What you are asked to do =>
Rewrite the material below, changing "field log" to "site record" and leaving everything else as it is.

Raw data =>
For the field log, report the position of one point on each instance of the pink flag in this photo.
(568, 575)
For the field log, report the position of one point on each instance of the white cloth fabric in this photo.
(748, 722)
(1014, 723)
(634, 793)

Full answer =>
For the site record, report the position of one point on each instance of the pink flag in this photo.
(568, 575)
For the site record, report the position of one point on each instance of the white cloth fabric in this photo.
(748, 722)
(1014, 723)
(634, 793)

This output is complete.